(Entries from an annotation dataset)
"""

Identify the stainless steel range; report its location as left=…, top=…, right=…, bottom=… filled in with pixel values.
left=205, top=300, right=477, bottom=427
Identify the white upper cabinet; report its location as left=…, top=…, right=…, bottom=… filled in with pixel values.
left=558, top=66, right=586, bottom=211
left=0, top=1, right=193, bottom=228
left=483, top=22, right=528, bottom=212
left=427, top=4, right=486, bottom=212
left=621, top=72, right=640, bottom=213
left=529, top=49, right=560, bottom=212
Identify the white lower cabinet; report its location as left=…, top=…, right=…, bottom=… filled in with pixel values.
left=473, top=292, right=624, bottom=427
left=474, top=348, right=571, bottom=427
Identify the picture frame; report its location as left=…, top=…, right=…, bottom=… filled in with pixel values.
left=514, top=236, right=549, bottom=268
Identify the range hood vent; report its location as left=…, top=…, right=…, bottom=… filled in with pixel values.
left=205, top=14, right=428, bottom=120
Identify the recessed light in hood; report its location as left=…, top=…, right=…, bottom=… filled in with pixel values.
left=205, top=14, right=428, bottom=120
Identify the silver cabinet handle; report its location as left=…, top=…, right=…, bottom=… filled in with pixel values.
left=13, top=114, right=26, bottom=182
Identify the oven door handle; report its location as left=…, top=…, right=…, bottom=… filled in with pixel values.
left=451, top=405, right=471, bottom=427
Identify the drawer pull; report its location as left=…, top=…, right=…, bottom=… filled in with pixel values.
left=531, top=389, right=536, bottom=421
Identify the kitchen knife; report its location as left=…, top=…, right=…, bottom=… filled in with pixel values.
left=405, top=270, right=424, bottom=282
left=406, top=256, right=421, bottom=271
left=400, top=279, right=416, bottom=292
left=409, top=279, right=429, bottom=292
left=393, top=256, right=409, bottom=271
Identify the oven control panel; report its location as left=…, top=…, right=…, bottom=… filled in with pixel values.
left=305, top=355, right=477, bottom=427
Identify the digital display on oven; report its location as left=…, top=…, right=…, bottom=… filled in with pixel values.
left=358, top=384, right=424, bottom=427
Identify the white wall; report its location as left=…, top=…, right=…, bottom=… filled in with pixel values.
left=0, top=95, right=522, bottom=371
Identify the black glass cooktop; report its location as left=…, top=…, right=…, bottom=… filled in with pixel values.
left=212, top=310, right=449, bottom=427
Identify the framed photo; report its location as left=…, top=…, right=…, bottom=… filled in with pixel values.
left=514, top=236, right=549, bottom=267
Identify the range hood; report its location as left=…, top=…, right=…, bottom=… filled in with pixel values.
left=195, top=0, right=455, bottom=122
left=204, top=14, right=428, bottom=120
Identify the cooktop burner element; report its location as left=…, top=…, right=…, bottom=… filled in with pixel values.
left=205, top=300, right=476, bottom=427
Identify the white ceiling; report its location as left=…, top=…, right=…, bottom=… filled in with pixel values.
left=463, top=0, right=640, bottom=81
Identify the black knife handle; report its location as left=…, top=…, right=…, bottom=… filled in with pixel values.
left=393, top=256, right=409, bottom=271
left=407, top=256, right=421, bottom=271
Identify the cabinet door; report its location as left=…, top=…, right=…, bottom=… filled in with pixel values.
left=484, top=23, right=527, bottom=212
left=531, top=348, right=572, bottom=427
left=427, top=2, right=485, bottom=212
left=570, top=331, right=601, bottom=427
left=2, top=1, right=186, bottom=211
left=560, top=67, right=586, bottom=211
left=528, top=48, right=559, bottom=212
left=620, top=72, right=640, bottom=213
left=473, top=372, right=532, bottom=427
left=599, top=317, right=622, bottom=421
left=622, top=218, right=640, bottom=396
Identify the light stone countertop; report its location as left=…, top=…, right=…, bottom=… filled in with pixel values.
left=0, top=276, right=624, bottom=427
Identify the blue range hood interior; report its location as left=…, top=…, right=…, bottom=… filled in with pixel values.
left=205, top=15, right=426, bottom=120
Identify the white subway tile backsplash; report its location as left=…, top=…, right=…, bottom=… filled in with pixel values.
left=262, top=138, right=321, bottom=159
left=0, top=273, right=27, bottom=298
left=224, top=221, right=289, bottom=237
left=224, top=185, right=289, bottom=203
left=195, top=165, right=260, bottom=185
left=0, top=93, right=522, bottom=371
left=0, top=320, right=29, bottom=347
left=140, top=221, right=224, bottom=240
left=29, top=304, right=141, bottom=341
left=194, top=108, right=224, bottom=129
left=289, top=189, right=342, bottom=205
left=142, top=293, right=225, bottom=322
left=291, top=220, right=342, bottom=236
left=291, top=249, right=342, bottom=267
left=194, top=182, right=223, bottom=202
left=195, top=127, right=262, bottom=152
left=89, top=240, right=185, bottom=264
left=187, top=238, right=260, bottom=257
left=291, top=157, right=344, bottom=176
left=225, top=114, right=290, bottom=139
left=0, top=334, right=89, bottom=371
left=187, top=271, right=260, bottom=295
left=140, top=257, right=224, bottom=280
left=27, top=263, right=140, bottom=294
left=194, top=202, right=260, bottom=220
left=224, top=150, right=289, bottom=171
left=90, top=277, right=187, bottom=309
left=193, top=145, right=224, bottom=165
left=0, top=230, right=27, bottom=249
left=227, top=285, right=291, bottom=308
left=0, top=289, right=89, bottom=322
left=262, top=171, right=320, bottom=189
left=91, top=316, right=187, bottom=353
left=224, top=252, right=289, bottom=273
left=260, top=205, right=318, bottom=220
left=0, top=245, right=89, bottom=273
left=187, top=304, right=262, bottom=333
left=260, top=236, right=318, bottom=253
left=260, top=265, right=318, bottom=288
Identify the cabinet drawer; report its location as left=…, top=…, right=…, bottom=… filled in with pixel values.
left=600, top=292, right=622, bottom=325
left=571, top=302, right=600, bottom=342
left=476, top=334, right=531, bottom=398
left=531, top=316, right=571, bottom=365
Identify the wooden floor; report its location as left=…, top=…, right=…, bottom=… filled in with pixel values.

"""

_GIVEN PROBLEM_
Copy word for word the stretch of the data above from its start through the line containing "left=205, top=300, right=477, bottom=427", including both ends.

_REPLY_
Identify the stainless steel range; report its location as left=…, top=…, right=…, bottom=… filled in with pixel values.
left=205, top=300, right=477, bottom=427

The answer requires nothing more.